Exact copies of all entries are needed. Pictures are to be left out.

"""

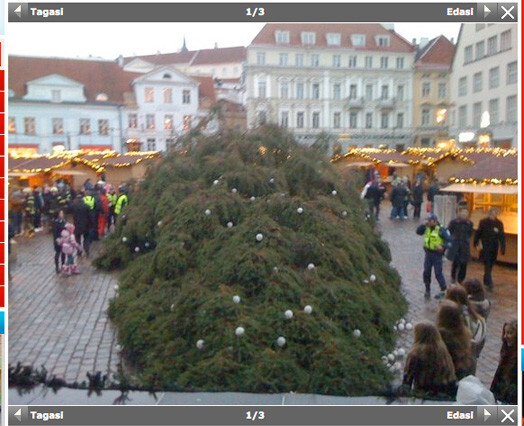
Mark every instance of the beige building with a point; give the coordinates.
(431, 92)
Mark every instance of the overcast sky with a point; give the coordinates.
(108, 40)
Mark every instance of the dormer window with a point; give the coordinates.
(282, 37)
(333, 39)
(358, 40)
(307, 38)
(383, 41)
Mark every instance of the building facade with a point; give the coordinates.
(352, 81)
(484, 86)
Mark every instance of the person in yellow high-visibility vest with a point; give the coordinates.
(436, 241)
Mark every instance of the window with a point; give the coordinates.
(492, 45)
(261, 58)
(463, 86)
(511, 74)
(300, 120)
(103, 127)
(85, 126)
(384, 120)
(11, 125)
(511, 109)
(337, 91)
(494, 77)
(426, 88)
(369, 120)
(480, 50)
(284, 90)
(262, 89)
(284, 119)
(505, 40)
(56, 96)
(168, 95)
(316, 120)
(282, 37)
(150, 121)
(300, 90)
(186, 96)
(463, 116)
(468, 54)
(477, 113)
(336, 120)
(493, 111)
(315, 91)
(132, 121)
(58, 126)
(151, 144)
(400, 120)
(358, 40)
(149, 94)
(477, 82)
(307, 37)
(353, 118)
(442, 90)
(333, 39)
(168, 122)
(400, 92)
(424, 117)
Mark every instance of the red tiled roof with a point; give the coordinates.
(398, 44)
(97, 76)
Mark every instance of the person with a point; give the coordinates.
(461, 230)
(417, 198)
(491, 234)
(477, 297)
(429, 368)
(436, 240)
(456, 337)
(68, 245)
(58, 225)
(505, 384)
(475, 322)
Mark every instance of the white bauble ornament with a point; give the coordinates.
(281, 341)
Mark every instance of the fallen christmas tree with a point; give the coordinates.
(247, 264)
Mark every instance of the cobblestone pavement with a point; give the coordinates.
(57, 321)
(408, 259)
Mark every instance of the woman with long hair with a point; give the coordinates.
(429, 368)
(457, 337)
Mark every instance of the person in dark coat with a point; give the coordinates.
(491, 234)
(82, 221)
(505, 384)
(461, 230)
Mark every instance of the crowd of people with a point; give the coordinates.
(94, 210)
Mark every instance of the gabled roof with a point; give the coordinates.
(97, 76)
(267, 36)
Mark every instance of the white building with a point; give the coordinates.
(354, 81)
(484, 85)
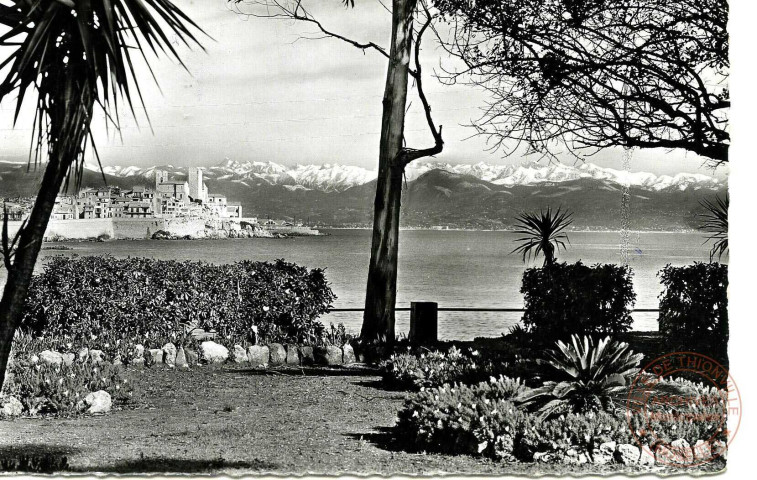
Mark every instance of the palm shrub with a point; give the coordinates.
(70, 57)
(543, 233)
(590, 374)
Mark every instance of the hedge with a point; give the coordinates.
(141, 296)
(566, 299)
(694, 305)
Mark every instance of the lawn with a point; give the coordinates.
(235, 421)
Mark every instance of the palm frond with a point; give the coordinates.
(715, 223)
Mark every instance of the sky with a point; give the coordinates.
(263, 91)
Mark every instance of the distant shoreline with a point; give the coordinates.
(588, 230)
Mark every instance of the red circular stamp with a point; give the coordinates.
(683, 409)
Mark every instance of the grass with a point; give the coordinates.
(234, 421)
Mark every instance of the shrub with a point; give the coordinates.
(433, 369)
(590, 375)
(694, 304)
(58, 390)
(465, 420)
(565, 299)
(583, 432)
(138, 297)
(484, 420)
(682, 409)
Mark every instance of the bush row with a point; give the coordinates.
(694, 307)
(84, 296)
(565, 299)
(415, 370)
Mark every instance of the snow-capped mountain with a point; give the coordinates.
(336, 177)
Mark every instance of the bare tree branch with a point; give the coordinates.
(595, 74)
(295, 10)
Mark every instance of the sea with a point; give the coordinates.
(452, 267)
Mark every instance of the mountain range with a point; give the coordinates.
(337, 178)
(459, 196)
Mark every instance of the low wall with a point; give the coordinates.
(126, 228)
(183, 227)
(73, 229)
(136, 228)
(294, 230)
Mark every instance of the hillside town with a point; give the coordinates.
(170, 198)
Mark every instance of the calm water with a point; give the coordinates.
(454, 268)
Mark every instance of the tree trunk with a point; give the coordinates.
(29, 244)
(381, 291)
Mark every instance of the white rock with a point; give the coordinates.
(682, 449)
(647, 457)
(348, 354)
(98, 402)
(240, 356)
(156, 354)
(702, 451)
(719, 449)
(627, 454)
(181, 358)
(169, 354)
(139, 351)
(68, 359)
(257, 355)
(11, 407)
(83, 355)
(97, 356)
(213, 352)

"""

**Written reply**
Mark every instance of the beige building with a point; give the coordinates.
(431, 92)
Mark every instance of the overcast sky with a point; give the coordinates.
(108, 40)
Mark every instance of the dormer window with a point; give the coordinates.
(282, 37)
(333, 39)
(358, 40)
(307, 38)
(383, 41)
Mark every instance of the building facade with a point; give the coordinates.
(352, 81)
(484, 86)
Mark every instance of the person in yellow high-visibility vest with a point; give the coordinates.
(436, 241)
Mark every instance of the window with a point; give the coordinates.
(492, 45)
(261, 58)
(463, 86)
(511, 74)
(300, 120)
(103, 127)
(85, 126)
(384, 120)
(11, 125)
(511, 109)
(337, 91)
(494, 77)
(426, 88)
(369, 120)
(480, 50)
(284, 90)
(262, 89)
(284, 119)
(505, 40)
(56, 96)
(168, 95)
(316, 120)
(282, 37)
(150, 121)
(300, 90)
(186, 96)
(463, 116)
(468, 54)
(477, 113)
(336, 120)
(493, 111)
(315, 91)
(132, 121)
(58, 126)
(151, 144)
(400, 120)
(358, 40)
(149, 94)
(477, 82)
(307, 37)
(353, 118)
(442, 90)
(333, 39)
(168, 122)
(400, 92)
(424, 117)
Mark every instance of the red tiled roof with a point; give the coordinates.
(398, 44)
(97, 76)
Mark every instance of the person with a point; give the coordinates.
(461, 230)
(417, 198)
(491, 234)
(477, 297)
(429, 368)
(436, 240)
(456, 337)
(68, 245)
(58, 225)
(505, 384)
(475, 322)
Mark every instance of the white bauble ornament with a point; give the coordinates.
(281, 341)
Mark every instance of the fallen christmas tree with a point; give the coordinates.
(247, 264)
Mark every instance of the cobblestone pavement with a point; give the coordinates.
(57, 321)
(408, 259)
Mark every instance of the woman with long hair with a point; give the coordinates.
(429, 368)
(457, 337)
Mark every instance of the person in dark coat with a point; give the coordinates.
(491, 234)
(82, 221)
(505, 384)
(461, 230)
Mark every instance of the crowd of people with a point; give the coordinates.
(94, 210)
Mark every instance of the gabled roof with a point; give the coordinates.
(97, 76)
(267, 36)
Mark every instance of the white building with a point; give the coordinates.
(354, 81)
(484, 85)
Mark every instance of the palm shrub with a point; give the coordinates.
(70, 57)
(543, 233)
(590, 374)
Mark every instance of the hedge with a point; give the coordinates.
(141, 296)
(566, 299)
(694, 305)
Mark every instance of the lawn with a point; give the coordinates.
(235, 421)
Mark every instance of the palm frond with a point; give the coordinates.
(715, 223)
Mark every instance of the sky with a point; give the coordinates.
(263, 91)
Mark every instance of the distant shoreline with a point; give the coordinates.
(588, 230)
Mark every instance of the red circular stamp with a point; give the coordinates.
(683, 409)
Mark every instance of the grass with a point; give the coordinates.
(234, 421)
Mark every instance of the shrub with a point; give the coordinates.
(433, 369)
(590, 375)
(694, 304)
(58, 390)
(465, 420)
(565, 299)
(583, 432)
(138, 297)
(484, 420)
(682, 409)
Mark every instance of the bush row with a point; give the coordinates.
(694, 307)
(84, 296)
(565, 299)
(415, 370)
Mark every instance of the snow-capped mountain with a point; give the coordinates.
(336, 177)
Mark every instance of the bare tree branch with a point; give the coordinates.
(595, 74)
(295, 10)
Mark every instance of the sea with a point; give the coordinates.
(452, 267)
Mark every instance of the mountain range with a point; give the coordinates.
(337, 178)
(459, 196)
Mark every instance of the low wall with a point; give the coordinates.
(126, 228)
(183, 227)
(73, 229)
(136, 228)
(294, 230)
Mark every instance of the hillside town with a point; give the coordinates.
(170, 198)
Mark every instance of the calm water with a point; give the coordinates.
(454, 268)
Mark every instance of the tree trunk with a point; give the coordinates.
(29, 244)
(381, 291)
Mark every instance of the white rock with a point; give the coordinates.
(682, 449)
(647, 457)
(348, 354)
(98, 402)
(240, 356)
(156, 354)
(702, 451)
(719, 449)
(627, 454)
(181, 358)
(169, 354)
(139, 351)
(68, 359)
(257, 355)
(11, 407)
(83, 355)
(97, 356)
(213, 352)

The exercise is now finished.